### Okuma metni:
#####

Terâvih ve Jet İmamlık

1 Temmuz 2016 tarihinde yayınlanmıştır.

Muzaffer Efendi
Muzaffer Efendi Hazretleri Terâvih Namazı husûsunda çok hassas idiler. Daha o zamanlar yaygınlaşmaya başlayan terâvihi jet hızıyla kıldırma hastalığı hakkında bir eserinde şu nasîhatlarda bulunmuşlardır : 
Namazdan zevk alanların hallerine hiç dikkat ettiniz mi? Ehl-i aşk, huzûra doyamıyor. Ama ne yazık ki, bazıları da imâm biraz Kur'ân-ı Kerîm kırâatini uzatarak gecikti diye ağızlarına geleni söylüyorlar. Bu kulaklar neler duyuyor neler! Hepimiz rastlamışızdır, Ramazân-ı Şerîflerde bir kısım jet imamlar türedi. Hakk rızâsından ziyâde şeytân iğvâsına kapılan bu zevât, halkın ve nefislerinin hoşuna gittiği için yıldırım gibi namaz kıldırıyorlar. Kıldırdıkları namazın ne farzına, ne vâcibine, ne sünnetine, ne müstehabına, ne âdâbına dikkat ve riâyet etmiyorlar. Namazı kimin için kıldıklarını ve kıldırdıklarını tamamiyle unutarak, hâşâ sümme hâşâ, Hakk'ın en büyük lutuf ve ihsânı olan ibâdetle alay edercesine kıyâma, rükûya, secdeye, hâsılı tadîl-i erkâna riâyet etmeden yarım yamalak kıldırdıkları terâvih namazını on beş dakikada bitirmekle övünüyor ve böbürleniyorlar. Bir kısım câhiller ve gâfiller de, bu süratlerinden ötürü onları yere göğe sığdıramıyor, gezip yürüdükleri yerlerde medh ü senâ ediyorlar. Sanki JET İMAMLIK büyük bir marifet imiş gibi şöhretleri ilden ile, dilden dile gezip dolaşıyor, hattâ gazetelerde isimleri ve resimleri bile çıkıyor. Bu zavallılar düşünemiyorlar ve kıyâmet günü bütün bu insanların aleyhlerinde şâhidlik edeceğini bile akıllarına getiremiyorlar. Ne büyük gaflet yâ Rabbi!
Halbuki, yarın kıyâmet gününde bu kabil jet imamlara uyup namaz kılanlar ve bu jet imamların yıldırım gibi namaz kıldırdığına memnûn olanlar, Rabbimizin bu en büyük ve yüce lutuf ve nimetini nasıl bir gafletle kaybettiklerini anlayacaklar ve kendilerine hudû ve huşû tattırmadan namaz kıldıran jet imamdan davacı olacaklar ama, ne fayda! Çünkü kıymet ve ehemmiyetini bilmeden kılınan namazlar kirli paçavralar gibi sahiplerinin yüzlerine fırlatılacak ve şöyle denilecek, "Yerlerin ve göklerin, bilinen ve bilinmeyen, görünen ve görünmeyen alemlerin Rabbine kıldığın namaz bu mudur? Allah Sübhânehu ve Teâlânın namaza ihtiyacı yokdu. Rabbinin sana bahşettiği nimetlerin şükrünü böyle mi yerine getirecekdin?". Eğer afv-ı ilâhî erişmezse, böyle namaz kılanlar cehenneme sevk edileceklerdir.

#####

### Alıştırma malzemesi:
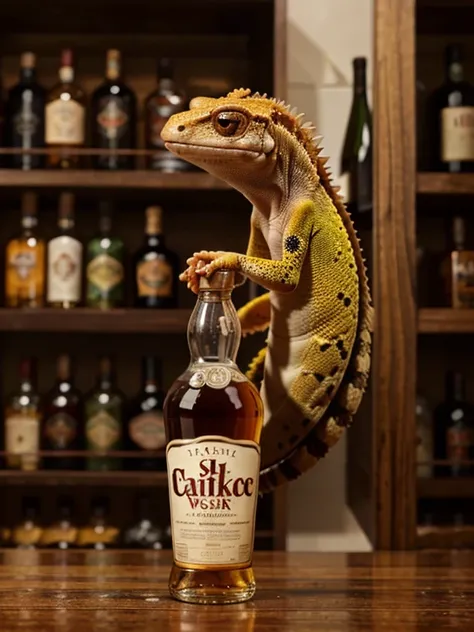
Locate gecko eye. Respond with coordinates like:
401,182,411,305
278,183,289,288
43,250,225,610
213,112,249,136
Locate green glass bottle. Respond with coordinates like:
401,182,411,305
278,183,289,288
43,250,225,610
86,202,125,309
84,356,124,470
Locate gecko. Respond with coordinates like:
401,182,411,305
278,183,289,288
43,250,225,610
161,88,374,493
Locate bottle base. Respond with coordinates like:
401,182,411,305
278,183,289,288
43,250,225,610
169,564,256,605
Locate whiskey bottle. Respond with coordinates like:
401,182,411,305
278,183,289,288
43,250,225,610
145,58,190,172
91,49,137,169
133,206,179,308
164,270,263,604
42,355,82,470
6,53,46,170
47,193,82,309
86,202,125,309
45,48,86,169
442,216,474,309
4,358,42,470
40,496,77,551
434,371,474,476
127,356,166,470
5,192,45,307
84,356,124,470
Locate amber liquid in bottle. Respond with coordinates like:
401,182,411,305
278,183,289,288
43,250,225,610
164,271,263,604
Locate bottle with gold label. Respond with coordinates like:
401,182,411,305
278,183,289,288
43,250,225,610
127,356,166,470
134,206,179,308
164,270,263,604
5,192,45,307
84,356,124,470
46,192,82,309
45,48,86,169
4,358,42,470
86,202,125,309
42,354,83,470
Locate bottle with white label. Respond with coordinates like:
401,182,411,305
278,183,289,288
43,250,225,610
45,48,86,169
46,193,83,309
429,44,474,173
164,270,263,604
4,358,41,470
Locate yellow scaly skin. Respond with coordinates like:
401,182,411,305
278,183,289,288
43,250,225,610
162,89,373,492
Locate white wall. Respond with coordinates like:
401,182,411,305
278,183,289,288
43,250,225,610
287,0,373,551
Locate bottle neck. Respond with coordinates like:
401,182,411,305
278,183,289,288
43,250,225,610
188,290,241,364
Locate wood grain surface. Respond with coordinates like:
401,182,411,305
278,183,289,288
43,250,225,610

#####

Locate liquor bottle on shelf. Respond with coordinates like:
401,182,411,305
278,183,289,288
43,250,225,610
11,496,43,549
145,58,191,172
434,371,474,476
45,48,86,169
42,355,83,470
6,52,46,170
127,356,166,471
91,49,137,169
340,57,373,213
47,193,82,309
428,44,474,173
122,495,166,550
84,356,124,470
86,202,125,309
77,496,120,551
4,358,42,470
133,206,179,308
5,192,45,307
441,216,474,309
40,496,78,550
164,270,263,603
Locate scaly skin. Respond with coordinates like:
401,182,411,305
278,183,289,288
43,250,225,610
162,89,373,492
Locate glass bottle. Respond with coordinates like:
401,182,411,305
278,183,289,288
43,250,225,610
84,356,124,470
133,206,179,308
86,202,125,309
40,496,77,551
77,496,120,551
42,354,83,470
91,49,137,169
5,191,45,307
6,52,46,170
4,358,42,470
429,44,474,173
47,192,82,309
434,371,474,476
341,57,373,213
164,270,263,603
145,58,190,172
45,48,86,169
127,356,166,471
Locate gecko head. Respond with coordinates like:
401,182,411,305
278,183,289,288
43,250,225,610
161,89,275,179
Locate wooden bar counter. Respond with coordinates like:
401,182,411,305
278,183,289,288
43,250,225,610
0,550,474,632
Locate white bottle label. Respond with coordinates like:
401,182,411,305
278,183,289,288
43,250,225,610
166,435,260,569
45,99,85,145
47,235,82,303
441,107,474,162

#####

### Problemler ve görevler:
a. Kayıtlarda "skin" dizesini içeren her satırı bir araya toplar mısın? Büyük ve küçük harf ayrımı dikkate alınmalı.
b. Terâvih ve jet imamlık konulu metni son cümlesinin ardından ilerletir misin?

### Görevlere göre sonuçlar:
a.
Locate yellow scaly skin. Respond with coordinates like:
Locate scaly skin. Respond with coordinates like:

b.
Yine bu hususda Efendi Hazretleri şöyle buyururlardı :
Kahvede üç saat kağıt oynuyorsun, kaybettiğin vakte hiç acımıyorsun da İmam Efendi terâvihi on dakika uzattığı zaman niçin hemen bozuluyorsun!
Yine O'nun bir hâtırası geldi aklıma. Vaktiyle Efendi Hazretleri'nin namaz kıldırdığı bir câmide cemaat arasında dedikodu çıkmış. Neymiş efendim, Hoca teravihi ağır kıldırıyormuş, biraz hızlı kıldırsa olmaz mıymış filan. Bu dedikodu Efendi Hazretlerinin de kulağına gelmiş. Bir akşam, terâvihi öyle hızlı kıldırmış ki kimse ne olduğunu anlayamamış. Namaz bitince cemaate dönerek buyurmuşlar ki, "Bu namazı, hoca namazı ağır kıldırıyor diye dedikodu yapanlar için kıldırdım. Onlar isterse gidebilirler. Şimdi doğru dürüst namaz kılmak isteyenlerle tekrar terâvih kılacağız". Sonra da erkânına riâyet ederek güzelce bir terâvih namazı kıldırmışlar ve gâfillere büyük bir ders vermişler.

Bir de latîfe anlatırlardı Efendi Hazretleri bu husûsda, onu da yazalım tam olsun :
Bir hocaefendi terâvihi çok hızlı kıldırıyormuş. Öyle ki cemaat rükûdaki ve secdedeki tesbihleri katiyyen yetiştiremiyormuş. Bir gece, iki gece, üç gece hep böyle. Bir akşam namazdan sonra cemaatden birisi dayanamamış, gitmiş hocaya demiş ki, "Yâhu, her rükünde bir defa sübhanallah diyemiyoruz, zor söylüyoruz". Hocaefendi, "Bir defa diyebildin mi sen?" demiş. "Dedim" demiş adam. Hoca, "Sen hiç olmazsa bir defa diyebilmişsin, ben hiç demiyorum" demiş.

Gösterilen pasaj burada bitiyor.